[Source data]
◆ ◆ ◆

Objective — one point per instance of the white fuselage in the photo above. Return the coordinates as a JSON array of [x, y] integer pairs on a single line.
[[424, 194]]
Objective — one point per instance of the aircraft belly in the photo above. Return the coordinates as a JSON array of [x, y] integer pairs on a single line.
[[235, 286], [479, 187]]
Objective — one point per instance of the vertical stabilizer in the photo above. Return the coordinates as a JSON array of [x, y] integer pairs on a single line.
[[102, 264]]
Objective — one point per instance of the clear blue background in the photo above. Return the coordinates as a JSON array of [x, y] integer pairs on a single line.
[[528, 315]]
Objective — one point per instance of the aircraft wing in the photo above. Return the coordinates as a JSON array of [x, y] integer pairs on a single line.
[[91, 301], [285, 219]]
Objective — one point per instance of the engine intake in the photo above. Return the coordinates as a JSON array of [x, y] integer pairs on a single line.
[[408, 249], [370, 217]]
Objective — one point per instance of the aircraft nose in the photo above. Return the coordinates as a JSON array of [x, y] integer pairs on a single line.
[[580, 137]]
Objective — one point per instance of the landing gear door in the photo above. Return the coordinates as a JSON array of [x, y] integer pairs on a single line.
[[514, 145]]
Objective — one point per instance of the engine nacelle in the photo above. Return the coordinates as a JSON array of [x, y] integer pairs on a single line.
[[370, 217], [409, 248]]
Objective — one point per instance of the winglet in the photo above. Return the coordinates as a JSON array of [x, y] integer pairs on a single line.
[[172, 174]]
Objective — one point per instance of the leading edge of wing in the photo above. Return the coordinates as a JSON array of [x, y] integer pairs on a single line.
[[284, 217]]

◆ ◆ ◆

» HOW TO COMPLETE THIS TASK
Whatever appears in the data above should be set down again exactly.

» SOLUTION TO THIS PROBLEM
Objective — one point per instance of the white fuselage in the photo above. Return the coordinates as a JSON array of [x, y] integer pairs on a single line.
[[424, 194]]
Objective — one point per instance of the aircraft belly in the photo above. Return the coordinates as a JSON array of [x, y] integer pairs on a single line.
[[235, 286], [479, 187]]
Objective — one point per instance of the vertical stabilizer in the photo above. Return the coordinates as a JSON array of [x, y] integer pairs on a single line.
[[102, 264]]
Objective — one point per instance of the clear blue background in the photo above. Return the coordinates as a JSON array of [x, y] integer pairs on a single line.
[[528, 315]]
Objective — one point per instance of the aircraft wing in the photo above. Return the coordinates as a JSON array of [x, y] integer pairs on a single line.
[[91, 301], [285, 219]]
Objective — one point per instance of the engine intake in the photo above. Return the coordinates as a JSON array of [x, y] integer pairs on a single line.
[[408, 249], [370, 217]]
Objective — one point per instance of the aircraft nose in the photo above. Return the coordinates as a JSON array of [x, y] integer pairs on a single line.
[[580, 137]]
Objective — one point per instance of the landing gear door in the photo above. Return the coordinates as a JSON array of [x, y] integer pairs on a single line.
[[514, 145]]
Objective — one point per instance of the engine nacelle in the photo above. Return the coordinates as a JSON array of [x, y] integer pairs on a single line.
[[370, 217], [409, 248]]
Objective — one point per instance of the winglet in the photo above. Return the coordinates as a JSON array of [x, y] integer pairs on a single line.
[[172, 174]]
Objective — one point per instance of the leading edge of wing in the photo above. Return the coordinates as a JSON array of [x, y] integer pairs on a single line.
[[284, 217]]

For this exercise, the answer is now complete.